** Document section **
Pregnancy and childbirth in Norway

Mor med baby
Photographer
Yadid Levy
Here you can read about your rights in association with pregnancy and childbirth in Norway.

Pregnancy

If you live in Norway and are a member of the National Insurance Scheme, and you become pregnant, contact your General Practitioner (fastlegen) or a midwife at the Maternity and Child Health Care Centre (helsestasjon). Pregnancy services provided by the national health service are free of charge. Consultations offered during the pregnancy are voluntary.

Pregnancy check-ups

When you are pregnant, you are offered pregnancy check-ups. However, you may choose whether you want to go to a midwife at a Maternity and Child Health Care Centre, to a General Practitioner (GP), or to a private midwife/gynaecologist.

You are recommended to undergo the first check-up in weeks 6-12 with a GP or midwife. In addition, all pregnant women are offered an ultrasound scan around week 18 in the pregnancy. All tests and examinations are voluntary, and you are entitled to decline anything that the doctor or midwife suggests. However, you may not demand other or more examinations than those normally offered.

Working during the pregnancy

In Norway, pregnancy leave starts three weeks before the due date. According to the Work Environment Act, employers must make any necessary adjustments to your work if you are pregnant and you, for health reasons, cannot perform your normal work tasks.

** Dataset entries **
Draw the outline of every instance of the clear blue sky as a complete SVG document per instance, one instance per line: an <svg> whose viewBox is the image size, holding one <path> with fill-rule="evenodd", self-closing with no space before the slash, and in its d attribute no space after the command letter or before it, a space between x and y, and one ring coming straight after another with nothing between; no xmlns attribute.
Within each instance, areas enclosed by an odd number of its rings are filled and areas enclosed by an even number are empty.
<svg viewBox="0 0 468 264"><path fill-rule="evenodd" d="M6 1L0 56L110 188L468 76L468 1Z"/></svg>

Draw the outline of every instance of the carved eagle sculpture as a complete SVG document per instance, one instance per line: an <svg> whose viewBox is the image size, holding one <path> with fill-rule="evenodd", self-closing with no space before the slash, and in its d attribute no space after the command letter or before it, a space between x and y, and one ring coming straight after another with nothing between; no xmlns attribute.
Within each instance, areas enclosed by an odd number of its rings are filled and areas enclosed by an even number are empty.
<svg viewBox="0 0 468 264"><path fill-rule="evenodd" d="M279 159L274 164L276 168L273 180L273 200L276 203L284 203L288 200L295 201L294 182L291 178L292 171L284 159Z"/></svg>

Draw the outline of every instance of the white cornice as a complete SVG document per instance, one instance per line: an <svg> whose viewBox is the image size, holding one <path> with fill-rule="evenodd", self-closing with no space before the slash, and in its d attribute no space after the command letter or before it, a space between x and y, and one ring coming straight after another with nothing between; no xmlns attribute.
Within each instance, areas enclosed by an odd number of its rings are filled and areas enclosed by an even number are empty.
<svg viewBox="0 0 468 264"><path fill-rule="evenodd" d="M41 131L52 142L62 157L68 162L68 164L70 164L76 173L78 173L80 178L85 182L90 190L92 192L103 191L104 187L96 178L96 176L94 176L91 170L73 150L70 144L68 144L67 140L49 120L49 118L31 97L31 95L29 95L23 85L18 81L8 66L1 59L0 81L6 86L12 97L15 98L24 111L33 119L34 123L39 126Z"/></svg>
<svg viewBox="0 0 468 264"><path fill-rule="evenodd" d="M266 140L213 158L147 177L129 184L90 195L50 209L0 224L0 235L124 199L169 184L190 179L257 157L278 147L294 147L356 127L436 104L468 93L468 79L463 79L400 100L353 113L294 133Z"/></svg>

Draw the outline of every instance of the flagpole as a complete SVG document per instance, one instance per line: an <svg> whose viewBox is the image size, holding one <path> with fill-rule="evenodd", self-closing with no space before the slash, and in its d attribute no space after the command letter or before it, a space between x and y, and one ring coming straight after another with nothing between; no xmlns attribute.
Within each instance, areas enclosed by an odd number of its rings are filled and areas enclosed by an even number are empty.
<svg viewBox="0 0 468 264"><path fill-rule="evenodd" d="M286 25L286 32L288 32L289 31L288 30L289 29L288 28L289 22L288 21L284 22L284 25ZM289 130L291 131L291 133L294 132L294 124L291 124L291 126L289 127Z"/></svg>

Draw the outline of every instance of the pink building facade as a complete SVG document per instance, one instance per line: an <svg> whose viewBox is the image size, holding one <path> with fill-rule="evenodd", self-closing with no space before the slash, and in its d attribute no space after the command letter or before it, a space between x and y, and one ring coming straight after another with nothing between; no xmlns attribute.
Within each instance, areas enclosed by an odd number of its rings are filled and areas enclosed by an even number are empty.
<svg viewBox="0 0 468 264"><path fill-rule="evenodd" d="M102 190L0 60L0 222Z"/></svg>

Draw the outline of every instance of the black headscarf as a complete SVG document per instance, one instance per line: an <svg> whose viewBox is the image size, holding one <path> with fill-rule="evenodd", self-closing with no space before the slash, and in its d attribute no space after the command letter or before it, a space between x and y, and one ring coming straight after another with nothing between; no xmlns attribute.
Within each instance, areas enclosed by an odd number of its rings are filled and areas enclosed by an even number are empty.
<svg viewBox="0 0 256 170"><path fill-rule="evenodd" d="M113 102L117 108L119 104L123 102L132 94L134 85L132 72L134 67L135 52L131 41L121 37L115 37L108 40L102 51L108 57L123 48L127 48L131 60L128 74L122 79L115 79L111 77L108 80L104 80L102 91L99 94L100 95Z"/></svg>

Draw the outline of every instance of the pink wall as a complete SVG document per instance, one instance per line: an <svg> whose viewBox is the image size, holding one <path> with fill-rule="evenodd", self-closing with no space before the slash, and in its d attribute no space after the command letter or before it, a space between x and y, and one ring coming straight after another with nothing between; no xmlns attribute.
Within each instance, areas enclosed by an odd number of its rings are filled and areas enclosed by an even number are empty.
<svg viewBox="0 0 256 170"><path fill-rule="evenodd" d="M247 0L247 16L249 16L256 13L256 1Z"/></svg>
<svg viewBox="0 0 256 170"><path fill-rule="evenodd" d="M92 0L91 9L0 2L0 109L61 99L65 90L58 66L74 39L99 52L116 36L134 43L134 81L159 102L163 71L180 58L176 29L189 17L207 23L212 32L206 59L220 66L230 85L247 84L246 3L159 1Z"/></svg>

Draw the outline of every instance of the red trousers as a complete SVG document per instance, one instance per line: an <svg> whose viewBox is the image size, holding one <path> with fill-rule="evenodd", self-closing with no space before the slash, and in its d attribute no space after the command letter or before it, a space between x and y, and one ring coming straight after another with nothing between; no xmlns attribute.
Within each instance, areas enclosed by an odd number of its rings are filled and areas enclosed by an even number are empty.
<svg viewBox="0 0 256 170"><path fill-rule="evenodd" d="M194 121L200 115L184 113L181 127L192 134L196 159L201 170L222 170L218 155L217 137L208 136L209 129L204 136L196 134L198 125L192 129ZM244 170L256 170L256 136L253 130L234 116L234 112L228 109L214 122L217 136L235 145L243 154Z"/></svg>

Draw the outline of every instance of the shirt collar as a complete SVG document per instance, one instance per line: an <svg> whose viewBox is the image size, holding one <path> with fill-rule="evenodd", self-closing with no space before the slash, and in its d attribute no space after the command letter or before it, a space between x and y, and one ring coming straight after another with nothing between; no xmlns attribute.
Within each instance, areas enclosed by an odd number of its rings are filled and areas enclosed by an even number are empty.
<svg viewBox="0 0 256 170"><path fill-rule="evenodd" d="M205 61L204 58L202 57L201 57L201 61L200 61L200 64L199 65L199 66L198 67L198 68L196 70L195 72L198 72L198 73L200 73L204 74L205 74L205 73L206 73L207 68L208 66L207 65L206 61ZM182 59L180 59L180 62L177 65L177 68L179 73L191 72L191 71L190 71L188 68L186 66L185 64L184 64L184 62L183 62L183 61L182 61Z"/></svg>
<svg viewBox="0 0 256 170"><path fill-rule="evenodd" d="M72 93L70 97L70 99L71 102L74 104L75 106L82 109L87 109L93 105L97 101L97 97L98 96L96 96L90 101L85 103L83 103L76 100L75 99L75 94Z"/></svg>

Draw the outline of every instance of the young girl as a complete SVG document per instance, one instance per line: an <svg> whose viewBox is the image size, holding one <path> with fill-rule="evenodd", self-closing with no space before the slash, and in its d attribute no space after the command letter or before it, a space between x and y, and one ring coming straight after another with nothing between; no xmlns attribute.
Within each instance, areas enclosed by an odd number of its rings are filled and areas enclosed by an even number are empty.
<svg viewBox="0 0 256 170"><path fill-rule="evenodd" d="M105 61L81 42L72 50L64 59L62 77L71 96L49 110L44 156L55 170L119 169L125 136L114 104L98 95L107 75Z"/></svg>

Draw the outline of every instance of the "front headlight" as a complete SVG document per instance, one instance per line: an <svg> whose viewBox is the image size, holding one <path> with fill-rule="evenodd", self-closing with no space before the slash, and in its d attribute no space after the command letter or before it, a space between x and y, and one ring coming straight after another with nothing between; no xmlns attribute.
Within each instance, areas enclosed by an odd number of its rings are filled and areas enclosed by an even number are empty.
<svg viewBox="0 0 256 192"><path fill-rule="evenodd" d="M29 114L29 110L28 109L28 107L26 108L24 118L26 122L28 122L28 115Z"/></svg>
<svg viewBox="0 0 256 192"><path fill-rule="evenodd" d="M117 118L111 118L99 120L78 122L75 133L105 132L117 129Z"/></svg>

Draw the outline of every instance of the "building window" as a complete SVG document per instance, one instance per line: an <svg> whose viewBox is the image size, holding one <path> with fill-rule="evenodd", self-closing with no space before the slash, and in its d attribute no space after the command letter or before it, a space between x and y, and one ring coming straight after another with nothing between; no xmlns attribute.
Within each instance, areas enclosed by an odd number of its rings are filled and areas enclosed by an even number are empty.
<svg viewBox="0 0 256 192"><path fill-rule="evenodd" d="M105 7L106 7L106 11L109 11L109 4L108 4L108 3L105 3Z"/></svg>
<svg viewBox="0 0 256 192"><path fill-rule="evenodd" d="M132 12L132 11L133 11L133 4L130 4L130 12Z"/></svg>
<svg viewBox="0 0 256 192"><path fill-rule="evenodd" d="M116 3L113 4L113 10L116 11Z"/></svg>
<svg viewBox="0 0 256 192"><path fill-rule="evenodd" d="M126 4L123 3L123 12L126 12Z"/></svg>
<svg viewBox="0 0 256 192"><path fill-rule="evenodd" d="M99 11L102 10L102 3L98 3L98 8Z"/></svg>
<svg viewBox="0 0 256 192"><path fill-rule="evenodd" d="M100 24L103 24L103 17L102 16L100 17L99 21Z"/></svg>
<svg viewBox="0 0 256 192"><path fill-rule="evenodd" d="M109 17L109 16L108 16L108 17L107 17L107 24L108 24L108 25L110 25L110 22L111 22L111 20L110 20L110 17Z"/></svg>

** What to work on **
- a) Summarize the page on pregnancy and childbirth in Norway in two sentences.
- b) According to the page on pregnancy and childbirth in Norway, when does pregnancy leave start?
- c) Give the next part of the page on pregnancy and childbirth in Norway, picking up after its final sentence.

** Answer list **
- a) Pregnant members of the National Insurance Scheme who live in Norway should contact a General Practitioner or a midwife at a Maternity and Child Health Care Centre, and the pregnancy services of the national health service are free and voluntary. Women are offered check-ups and an ultrasound scan around week 18, and pregnancy leave starts three weeks before the due date.

- b) Three weeks before the due date.

- c)
Pregnancy benefit

Pregnancy benefit is paid to healthy, pregnant women who cannot continue to work during the pregnancy because this could involve a risk of harm to the foetus. You are only entitled to pregnancy benefit if you are a member of the Norwegian National Insurance Scheme. The Norwegian Labour and Welfare Administration, NAV, is responsible for payment of pregnancy benefit.

The birth and where to give birth

There is a free choice of hospital in Norway so, if you are pregnant, you can choose where you want to give birth, providing the maternity unit has sufficient capacity. You can discuss with your midwife or GP where you want to give birth. However, if there are complications during the pregnancy, you are advised to give birth at a hospital that has sufficient expertise, for example, one with a newborn infants ward. Planned home birth is not offered under the national health service in Norway, but women who wish to give birth at home may get help from a midwife.

After the birth

All newborn babies are examined by a doctor. The baby is screened for hearing defects and a number of diseases a short time after the birth.

During the course of the child’s first year, it is the health care centres that are responsible for monitoring the child, with checks of the child’s weight and development, vaccinations and health. This is free of charge. If you do not know which health care centre you should contact, check with the municipality in which you live.

National identity number, naming the child, and birth certificate

After the child is born, the hospital sends a notice of birth to the Norwegian Tax Administration (Skatteetaten), which then assigns the child a national identity number. This is an automatic procedure.

The Norwegian Tax Administration then sends a form to the child’s parents on which they submit the name of the child. In Norway the parent must notify the name of the child to the Norwegian Tax Administration no later than six months after the birth.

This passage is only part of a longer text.